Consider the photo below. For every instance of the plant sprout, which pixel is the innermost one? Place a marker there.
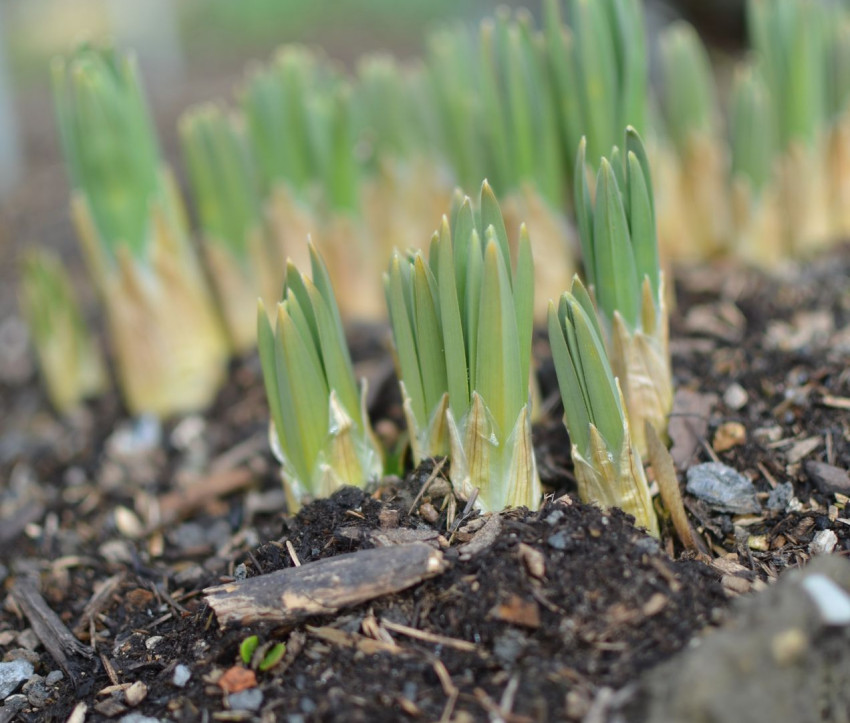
(170, 349)
(620, 251)
(236, 245)
(607, 465)
(462, 323)
(320, 430)
(497, 118)
(693, 219)
(756, 211)
(788, 37)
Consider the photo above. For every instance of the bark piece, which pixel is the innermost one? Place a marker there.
(325, 586)
(178, 504)
(51, 631)
(689, 424)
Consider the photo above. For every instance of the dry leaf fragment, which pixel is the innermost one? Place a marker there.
(517, 612)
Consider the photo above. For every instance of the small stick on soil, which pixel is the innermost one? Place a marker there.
(323, 587)
(97, 603)
(449, 688)
(176, 505)
(290, 548)
(14, 525)
(427, 637)
(497, 713)
(49, 629)
(424, 488)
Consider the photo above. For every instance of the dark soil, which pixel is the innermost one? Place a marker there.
(564, 602)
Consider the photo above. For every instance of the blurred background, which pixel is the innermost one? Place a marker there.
(194, 50)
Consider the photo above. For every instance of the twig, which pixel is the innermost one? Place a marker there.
(290, 548)
(325, 586)
(449, 688)
(427, 637)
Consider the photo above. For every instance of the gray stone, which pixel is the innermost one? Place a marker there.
(250, 699)
(828, 478)
(15, 703)
(735, 396)
(36, 692)
(783, 655)
(13, 674)
(559, 541)
(723, 488)
(181, 675)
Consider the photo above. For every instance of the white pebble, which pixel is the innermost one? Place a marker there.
(832, 601)
(823, 542)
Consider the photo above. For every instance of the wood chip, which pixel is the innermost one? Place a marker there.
(51, 631)
(427, 637)
(828, 478)
(404, 536)
(689, 424)
(533, 560)
(483, 539)
(668, 485)
(517, 612)
(368, 646)
(325, 586)
(236, 679)
(729, 435)
(175, 505)
(99, 600)
(136, 693)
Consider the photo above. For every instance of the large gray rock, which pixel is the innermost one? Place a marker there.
(784, 655)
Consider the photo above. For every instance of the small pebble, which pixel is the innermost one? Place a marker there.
(136, 693)
(12, 674)
(15, 703)
(823, 542)
(78, 715)
(780, 497)
(181, 675)
(723, 488)
(28, 639)
(138, 437)
(240, 572)
(728, 435)
(735, 396)
(558, 541)
(832, 600)
(250, 699)
(789, 646)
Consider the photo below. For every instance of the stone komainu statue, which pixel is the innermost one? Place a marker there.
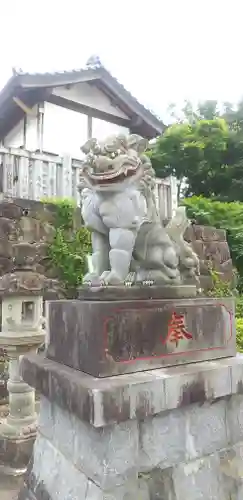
(118, 205)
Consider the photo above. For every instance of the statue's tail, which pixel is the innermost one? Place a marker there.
(176, 229)
(177, 226)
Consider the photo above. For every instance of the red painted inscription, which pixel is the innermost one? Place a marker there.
(177, 329)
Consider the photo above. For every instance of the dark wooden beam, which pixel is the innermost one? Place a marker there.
(87, 110)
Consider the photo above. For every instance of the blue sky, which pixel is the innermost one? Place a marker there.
(163, 51)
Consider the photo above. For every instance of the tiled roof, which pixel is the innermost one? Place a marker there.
(92, 72)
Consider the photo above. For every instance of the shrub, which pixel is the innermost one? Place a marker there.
(70, 246)
(239, 334)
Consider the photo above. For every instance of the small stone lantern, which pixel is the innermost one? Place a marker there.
(22, 332)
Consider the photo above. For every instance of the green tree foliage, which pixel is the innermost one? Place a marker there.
(203, 150)
(192, 152)
(70, 246)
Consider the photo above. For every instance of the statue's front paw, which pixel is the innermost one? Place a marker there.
(111, 278)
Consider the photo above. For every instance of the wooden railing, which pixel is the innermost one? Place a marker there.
(31, 175)
(25, 174)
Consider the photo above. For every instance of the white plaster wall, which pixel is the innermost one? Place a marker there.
(89, 95)
(102, 129)
(31, 131)
(65, 131)
(15, 137)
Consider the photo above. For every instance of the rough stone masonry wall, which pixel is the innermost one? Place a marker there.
(210, 244)
(26, 230)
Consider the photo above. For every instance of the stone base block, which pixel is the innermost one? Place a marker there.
(124, 335)
(166, 434)
(15, 453)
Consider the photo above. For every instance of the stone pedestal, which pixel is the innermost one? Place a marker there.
(170, 433)
(117, 330)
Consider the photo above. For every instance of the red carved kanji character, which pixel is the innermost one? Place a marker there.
(177, 329)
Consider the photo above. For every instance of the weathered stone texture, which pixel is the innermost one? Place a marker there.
(26, 229)
(210, 244)
(105, 338)
(193, 452)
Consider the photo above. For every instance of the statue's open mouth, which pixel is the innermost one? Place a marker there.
(110, 177)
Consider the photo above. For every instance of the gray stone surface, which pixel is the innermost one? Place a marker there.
(199, 480)
(102, 402)
(192, 451)
(107, 456)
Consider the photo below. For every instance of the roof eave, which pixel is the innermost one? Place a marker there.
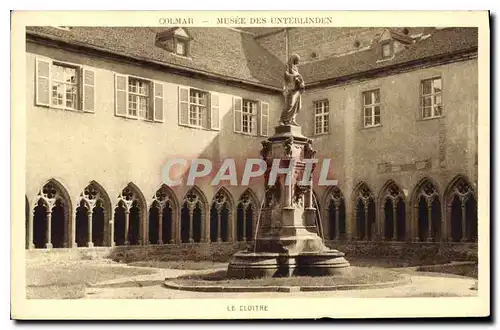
(398, 67)
(177, 69)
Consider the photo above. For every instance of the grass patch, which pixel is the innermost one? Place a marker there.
(68, 281)
(468, 270)
(353, 275)
(184, 264)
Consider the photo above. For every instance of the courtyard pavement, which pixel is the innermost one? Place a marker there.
(151, 287)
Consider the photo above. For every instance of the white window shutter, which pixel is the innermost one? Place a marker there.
(183, 105)
(264, 118)
(121, 95)
(214, 111)
(158, 101)
(237, 113)
(42, 69)
(88, 88)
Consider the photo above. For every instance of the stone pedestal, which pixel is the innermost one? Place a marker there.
(287, 241)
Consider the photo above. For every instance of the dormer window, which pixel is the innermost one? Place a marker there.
(387, 49)
(181, 47)
(175, 40)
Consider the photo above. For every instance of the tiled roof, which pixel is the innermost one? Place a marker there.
(439, 42)
(220, 51)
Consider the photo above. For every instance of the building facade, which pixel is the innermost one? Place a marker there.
(396, 112)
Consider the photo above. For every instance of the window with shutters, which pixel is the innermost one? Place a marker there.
(198, 108)
(371, 108)
(138, 98)
(64, 86)
(249, 117)
(321, 117)
(430, 98)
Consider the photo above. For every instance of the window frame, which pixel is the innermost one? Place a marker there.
(150, 98)
(372, 107)
(185, 41)
(207, 94)
(431, 95)
(79, 85)
(254, 116)
(322, 114)
(389, 43)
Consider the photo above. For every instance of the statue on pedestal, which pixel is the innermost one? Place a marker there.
(293, 87)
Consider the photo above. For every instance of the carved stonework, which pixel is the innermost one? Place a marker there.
(266, 149)
(463, 190)
(192, 199)
(309, 151)
(429, 192)
(365, 195)
(336, 197)
(220, 199)
(288, 147)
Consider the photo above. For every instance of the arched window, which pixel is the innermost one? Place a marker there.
(93, 217)
(461, 208)
(161, 217)
(428, 211)
(365, 213)
(394, 213)
(246, 213)
(129, 217)
(51, 218)
(336, 214)
(192, 215)
(220, 214)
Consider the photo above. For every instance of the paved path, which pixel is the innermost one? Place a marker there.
(151, 287)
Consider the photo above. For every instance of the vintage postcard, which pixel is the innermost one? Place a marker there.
(238, 165)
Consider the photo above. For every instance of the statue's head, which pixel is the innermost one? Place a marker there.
(294, 59)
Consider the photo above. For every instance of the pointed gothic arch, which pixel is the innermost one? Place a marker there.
(130, 217)
(247, 210)
(364, 212)
(163, 219)
(335, 214)
(426, 211)
(393, 212)
(221, 215)
(461, 211)
(193, 214)
(51, 221)
(93, 217)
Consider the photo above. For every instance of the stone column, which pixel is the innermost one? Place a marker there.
(112, 229)
(127, 214)
(160, 225)
(191, 211)
(244, 224)
(464, 224)
(90, 243)
(337, 220)
(394, 221)
(429, 222)
(218, 225)
(31, 245)
(49, 229)
(367, 235)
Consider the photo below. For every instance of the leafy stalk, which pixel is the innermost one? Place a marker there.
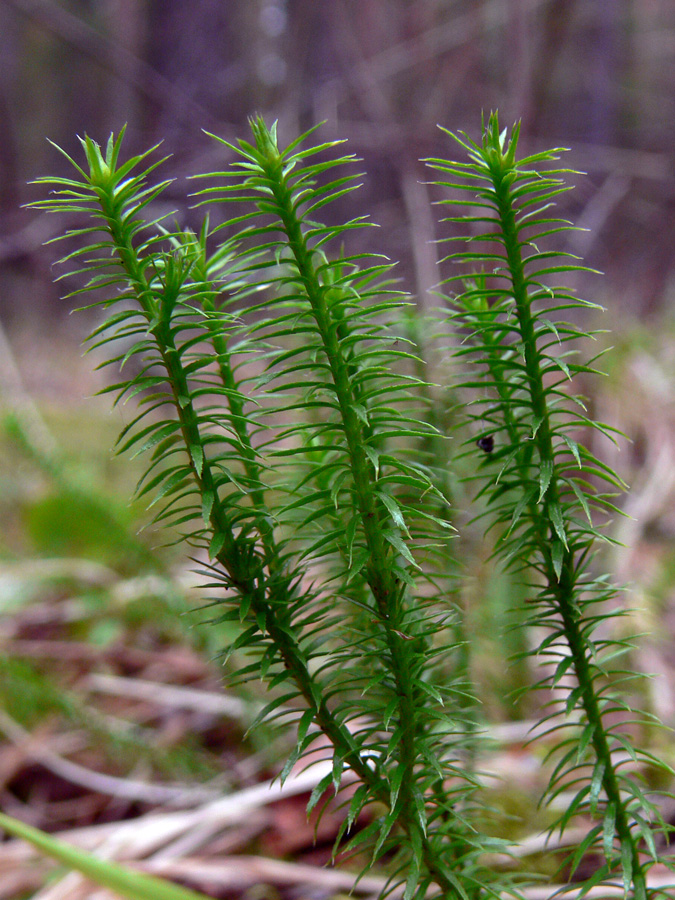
(539, 481)
(333, 614)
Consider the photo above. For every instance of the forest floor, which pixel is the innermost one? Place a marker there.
(117, 730)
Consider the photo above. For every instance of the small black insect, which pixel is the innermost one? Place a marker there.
(486, 443)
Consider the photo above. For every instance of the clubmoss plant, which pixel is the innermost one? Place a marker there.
(282, 413)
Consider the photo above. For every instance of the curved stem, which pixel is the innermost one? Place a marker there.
(563, 587)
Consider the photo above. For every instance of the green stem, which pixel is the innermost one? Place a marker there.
(251, 584)
(563, 589)
(388, 591)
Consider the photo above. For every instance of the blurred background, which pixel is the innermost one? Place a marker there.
(594, 75)
(83, 599)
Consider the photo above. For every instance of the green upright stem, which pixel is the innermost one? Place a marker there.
(261, 591)
(563, 589)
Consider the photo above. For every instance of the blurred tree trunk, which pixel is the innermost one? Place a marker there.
(125, 25)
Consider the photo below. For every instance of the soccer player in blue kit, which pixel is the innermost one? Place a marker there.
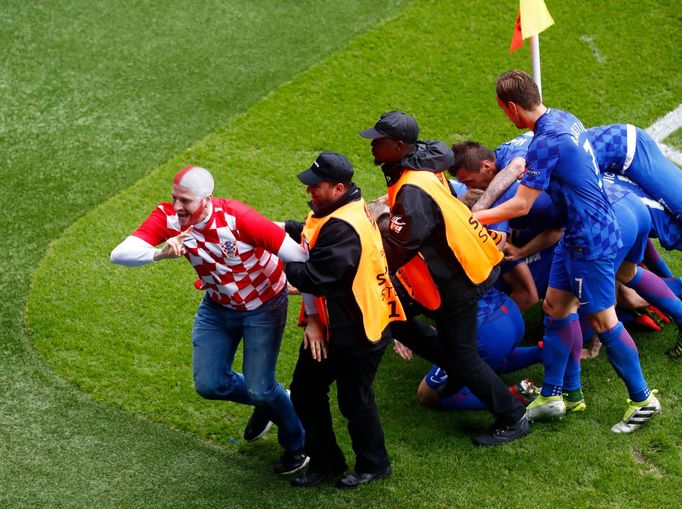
(560, 160)
(635, 221)
(627, 150)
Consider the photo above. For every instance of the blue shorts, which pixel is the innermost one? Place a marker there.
(593, 282)
(657, 175)
(634, 222)
(497, 337)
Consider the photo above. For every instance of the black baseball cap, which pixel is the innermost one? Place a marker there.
(395, 125)
(330, 167)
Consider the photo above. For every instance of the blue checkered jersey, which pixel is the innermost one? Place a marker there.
(663, 224)
(511, 149)
(489, 303)
(560, 161)
(610, 145)
(457, 188)
(543, 214)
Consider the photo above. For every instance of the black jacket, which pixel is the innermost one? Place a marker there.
(423, 227)
(329, 272)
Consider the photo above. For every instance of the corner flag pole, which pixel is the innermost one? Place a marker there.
(535, 60)
(533, 18)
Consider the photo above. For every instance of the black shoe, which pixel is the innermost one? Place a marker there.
(502, 433)
(290, 462)
(259, 424)
(310, 478)
(355, 479)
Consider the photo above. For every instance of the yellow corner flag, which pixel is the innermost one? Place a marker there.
(533, 18)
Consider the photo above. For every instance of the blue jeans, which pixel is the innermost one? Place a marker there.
(216, 335)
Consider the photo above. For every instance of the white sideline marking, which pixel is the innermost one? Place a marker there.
(664, 127)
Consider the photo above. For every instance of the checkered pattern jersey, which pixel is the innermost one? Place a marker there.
(560, 160)
(231, 251)
(610, 145)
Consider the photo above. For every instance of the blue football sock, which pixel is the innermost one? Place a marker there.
(521, 357)
(622, 352)
(560, 334)
(572, 374)
(654, 261)
(654, 290)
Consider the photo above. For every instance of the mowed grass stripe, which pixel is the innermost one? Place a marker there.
(438, 60)
(94, 95)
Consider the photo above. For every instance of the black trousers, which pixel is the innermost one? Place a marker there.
(456, 324)
(354, 375)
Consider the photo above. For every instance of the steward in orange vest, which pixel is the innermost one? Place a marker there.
(445, 259)
(347, 333)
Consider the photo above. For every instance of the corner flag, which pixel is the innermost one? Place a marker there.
(532, 18)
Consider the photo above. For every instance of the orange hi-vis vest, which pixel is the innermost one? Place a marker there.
(473, 244)
(372, 286)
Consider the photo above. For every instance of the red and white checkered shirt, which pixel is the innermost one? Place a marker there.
(232, 251)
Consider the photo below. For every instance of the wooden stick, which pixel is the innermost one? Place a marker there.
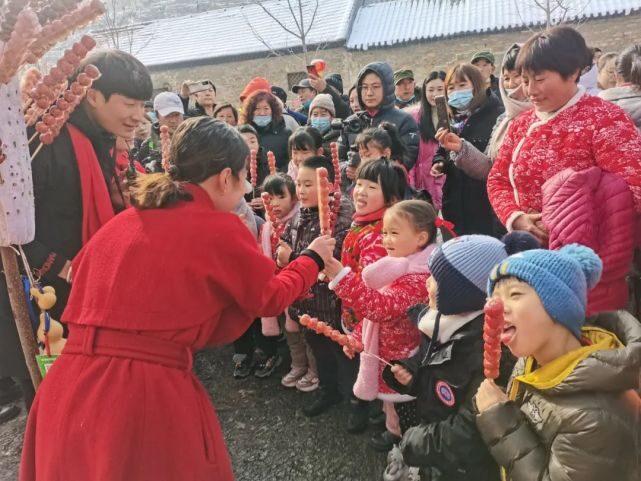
(20, 313)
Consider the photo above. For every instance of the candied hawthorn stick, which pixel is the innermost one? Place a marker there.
(323, 201)
(253, 167)
(277, 227)
(337, 168)
(53, 121)
(165, 145)
(271, 161)
(492, 330)
(25, 31)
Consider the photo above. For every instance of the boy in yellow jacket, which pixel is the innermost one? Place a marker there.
(571, 412)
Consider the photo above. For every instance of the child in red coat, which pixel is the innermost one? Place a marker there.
(379, 184)
(385, 291)
(303, 374)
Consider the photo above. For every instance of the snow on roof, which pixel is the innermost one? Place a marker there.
(238, 31)
(399, 21)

» **YOUR ASSIGNMENT**
Transcribe every line from the one with "the blue football" to the last line of the records above, exactly, excluding pictures.

» **REPLY TO THE TASK**
Consider the photo above. For every instance of the blue football sock, which pixel is the innermost one? Place a marker there.
(521, 357)
(622, 352)
(560, 334)
(572, 374)
(654, 261)
(654, 290)
Consider the photo above. For every instance of the mowed grass stripe, which pixel is the innermost one? Place a marker there.
(438, 60)
(94, 95)
Consider the photo above. For every instance of the black trousers, which pixel is the innermost one? Place a marker there.
(456, 324)
(354, 375)
Consider the photo above. For every instance of the steward in orange vest, which pixel is the innermost one? Place a marker there.
(445, 259)
(347, 333)
Consider the photo above. For every instance of the corner flag, which pixel is the innermost one? Place a marker there.
(532, 18)
Consider the photo above. For every instance of the orange hi-vis vest, which pixel is the innermost one? Place a marker there.
(473, 244)
(372, 286)
Consider the photo above. For every instance of the red and white checkered shirt, which pixel is the innermost one? Place a marker there.
(232, 251)
Consider the photo below. For every instance of the wooden stick, which pixel is the innermost one? Place a marker there.
(20, 313)
Consider the photo above. For every instance of the candied hawthorn stick, which pixel is the innermost one? Place a marker there.
(323, 201)
(253, 167)
(277, 227)
(337, 168)
(53, 121)
(165, 145)
(271, 161)
(492, 330)
(25, 31)
Consider the photo above. For every instance of the boy in yellow jacket, which pixel is the innermost one? Place a marker there.
(571, 412)
Consider the photo above. For every instance of the child in red coat, which pixel is the innermost one? Place a marker there.
(379, 184)
(385, 291)
(303, 374)
Consider the photo above. For every instance of the snow on roof, which pixel is the innermost one? Place a marker there.
(238, 31)
(399, 21)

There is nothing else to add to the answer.